Text segment –
Technology continues to shape the world around us in ways that are almost always interesting and sometimes unsettling. With the groundwork of cloud, mobility, data and connectivity laid, 2017 will see evolutionary advances on many fronts. Digital business transformation remains a driving force for small and large enterprises alike. Organizations on the right path will have the opportunity to explore advances in areas such as virtual reality, artificial intelligence, advanced analytics, the Internet of Things, and, perhaps, a few unexpected breakthroughs. Those playing catch-up will face growing and potentially new forms of competitive pressures.
Technology industry trade association CompTIA projects global IT industry growth of 4.1 percent in 2017. If this growth materializes, it will push the $3.4 trillion global IT industry (as estimated by research consultancy IDC) past the $3.5 trillion mark by year’s end.
As part of its IT Industry Outlook 2017, CompTIA has also identified 12 trends – in technology, workforce and the IT channel – likely to impact the industry in 2017. It comes as no surprise that the impact of these trends will be felt in both the private and public sectors.
“In fact, due to the abilities of cities and counties to be nimble and flexible, many have already positioned themselves as the incubators of government technology and are often the first to adopt cutting-edge tech initiatives like IoT, open data, and digital service delivery,” said Jennifer Saha, CompTIA’s Director of the State, Local Government & Education (SLED) Council.
“As the federal government and states pick up the pace on these initiatives, they can turn to a technology industry that already has excellent examples of successful technology implementations in cities and counties across the United States,” she added.
Four trends – cybersecurity, the growing importance of data, the Internet of Things, and the workforce – are especially worthy of keeping a close eye on this year. Here’s a closer look.

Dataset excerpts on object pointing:

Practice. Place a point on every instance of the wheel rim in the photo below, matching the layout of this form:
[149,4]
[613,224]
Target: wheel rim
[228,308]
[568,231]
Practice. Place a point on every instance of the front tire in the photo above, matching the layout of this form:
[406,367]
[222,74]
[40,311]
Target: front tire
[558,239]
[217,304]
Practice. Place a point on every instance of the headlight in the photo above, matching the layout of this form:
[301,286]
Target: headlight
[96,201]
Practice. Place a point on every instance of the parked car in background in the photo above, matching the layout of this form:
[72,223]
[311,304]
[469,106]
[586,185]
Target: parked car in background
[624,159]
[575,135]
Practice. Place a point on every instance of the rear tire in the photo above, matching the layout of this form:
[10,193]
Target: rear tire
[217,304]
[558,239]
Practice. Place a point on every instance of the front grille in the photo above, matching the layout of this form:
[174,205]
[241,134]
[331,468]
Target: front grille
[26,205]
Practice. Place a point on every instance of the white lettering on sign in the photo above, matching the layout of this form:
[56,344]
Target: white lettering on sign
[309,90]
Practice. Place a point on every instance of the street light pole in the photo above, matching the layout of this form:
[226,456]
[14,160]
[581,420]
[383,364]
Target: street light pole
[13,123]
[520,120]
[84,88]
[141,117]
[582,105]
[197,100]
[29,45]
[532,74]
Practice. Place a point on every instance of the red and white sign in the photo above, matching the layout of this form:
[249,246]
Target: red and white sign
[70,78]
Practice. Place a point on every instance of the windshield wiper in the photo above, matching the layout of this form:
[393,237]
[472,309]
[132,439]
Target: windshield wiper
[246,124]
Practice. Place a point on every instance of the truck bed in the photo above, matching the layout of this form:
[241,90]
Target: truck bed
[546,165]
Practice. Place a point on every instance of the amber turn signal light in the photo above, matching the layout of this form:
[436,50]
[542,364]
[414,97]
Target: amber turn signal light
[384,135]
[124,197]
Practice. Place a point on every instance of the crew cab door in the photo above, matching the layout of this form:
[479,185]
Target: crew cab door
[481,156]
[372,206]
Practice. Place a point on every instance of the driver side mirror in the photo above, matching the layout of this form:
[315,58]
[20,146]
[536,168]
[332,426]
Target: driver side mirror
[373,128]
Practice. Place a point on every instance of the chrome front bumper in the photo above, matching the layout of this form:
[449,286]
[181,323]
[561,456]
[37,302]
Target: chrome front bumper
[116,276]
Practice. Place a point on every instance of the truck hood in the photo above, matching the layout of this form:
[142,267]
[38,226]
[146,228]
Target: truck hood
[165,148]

To do –
In the text on 2017 technology trends, what growth rate does CompTIA project for the global IT industry in 2017?

Response –
4.1 percent